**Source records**

§ §

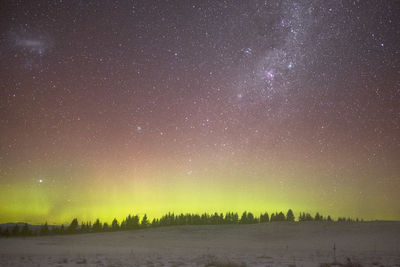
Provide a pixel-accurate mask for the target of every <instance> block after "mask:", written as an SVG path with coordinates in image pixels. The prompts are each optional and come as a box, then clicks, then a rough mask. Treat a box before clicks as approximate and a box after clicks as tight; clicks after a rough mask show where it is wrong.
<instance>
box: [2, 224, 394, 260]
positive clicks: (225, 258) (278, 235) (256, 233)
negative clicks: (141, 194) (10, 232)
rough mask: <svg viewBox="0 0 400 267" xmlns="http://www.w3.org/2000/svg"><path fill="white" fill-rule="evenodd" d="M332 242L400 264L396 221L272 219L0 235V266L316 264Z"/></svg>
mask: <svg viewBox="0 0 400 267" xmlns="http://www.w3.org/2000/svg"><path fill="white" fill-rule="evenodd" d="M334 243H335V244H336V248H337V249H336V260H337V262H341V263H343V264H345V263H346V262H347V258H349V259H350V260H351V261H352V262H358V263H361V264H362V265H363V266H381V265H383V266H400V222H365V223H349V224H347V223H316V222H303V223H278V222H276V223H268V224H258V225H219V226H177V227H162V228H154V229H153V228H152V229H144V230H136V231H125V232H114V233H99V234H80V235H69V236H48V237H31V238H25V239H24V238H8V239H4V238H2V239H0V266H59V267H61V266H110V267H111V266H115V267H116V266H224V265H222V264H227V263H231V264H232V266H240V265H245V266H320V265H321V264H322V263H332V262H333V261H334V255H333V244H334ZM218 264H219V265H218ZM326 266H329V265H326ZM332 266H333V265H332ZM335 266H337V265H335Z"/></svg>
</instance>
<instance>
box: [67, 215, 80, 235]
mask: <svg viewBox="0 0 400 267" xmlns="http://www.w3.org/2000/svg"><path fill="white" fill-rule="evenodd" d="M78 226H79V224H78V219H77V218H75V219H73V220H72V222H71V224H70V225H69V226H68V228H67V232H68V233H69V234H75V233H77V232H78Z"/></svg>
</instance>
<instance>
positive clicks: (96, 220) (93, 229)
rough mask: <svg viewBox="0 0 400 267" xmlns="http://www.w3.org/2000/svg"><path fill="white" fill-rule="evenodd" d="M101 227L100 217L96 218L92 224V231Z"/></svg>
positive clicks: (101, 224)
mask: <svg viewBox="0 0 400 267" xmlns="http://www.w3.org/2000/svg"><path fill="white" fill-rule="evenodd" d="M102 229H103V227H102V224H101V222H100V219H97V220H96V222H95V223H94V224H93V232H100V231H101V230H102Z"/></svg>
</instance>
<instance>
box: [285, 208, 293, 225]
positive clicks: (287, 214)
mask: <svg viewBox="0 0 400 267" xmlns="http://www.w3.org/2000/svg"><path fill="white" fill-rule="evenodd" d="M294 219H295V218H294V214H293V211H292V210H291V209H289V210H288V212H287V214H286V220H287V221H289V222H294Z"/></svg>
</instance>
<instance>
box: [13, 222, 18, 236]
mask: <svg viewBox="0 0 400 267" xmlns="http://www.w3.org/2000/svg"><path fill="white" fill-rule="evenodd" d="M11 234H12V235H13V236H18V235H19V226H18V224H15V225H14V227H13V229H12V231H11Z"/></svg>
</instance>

§ §

**Work to be completed**
Output exactly the lines from the one containing "positive clicks: (96, 220) (93, 229)" through the last line of the records, both included. Output nothing else.

**Output for this task**
positive clicks: (96, 220) (93, 229)
rough mask: <svg viewBox="0 0 400 267" xmlns="http://www.w3.org/2000/svg"><path fill="white" fill-rule="evenodd" d="M101 227L100 217L96 218L92 224V231Z"/></svg>
positive clicks: (101, 224)
mask: <svg viewBox="0 0 400 267" xmlns="http://www.w3.org/2000/svg"><path fill="white" fill-rule="evenodd" d="M102 229H103V227H102V224H101V222H100V219H97V220H96V222H95V223H94V224H93V232H100V231H101V230H102Z"/></svg>
</instance>
<instance>
box: [285, 208, 293, 225]
positive clicks: (287, 214)
mask: <svg viewBox="0 0 400 267" xmlns="http://www.w3.org/2000/svg"><path fill="white" fill-rule="evenodd" d="M294 219H295V218H294V214H293V211H292V210H291V209H289V210H288V212H287V214H286V220H287V221H289V222H294Z"/></svg>
</instance>
<instance>
box: [13, 222, 18, 236]
mask: <svg viewBox="0 0 400 267" xmlns="http://www.w3.org/2000/svg"><path fill="white" fill-rule="evenodd" d="M11 234H12V235H13V236H18V235H19V226H18V224H15V225H14V227H13V229H12V231H11Z"/></svg>
</instance>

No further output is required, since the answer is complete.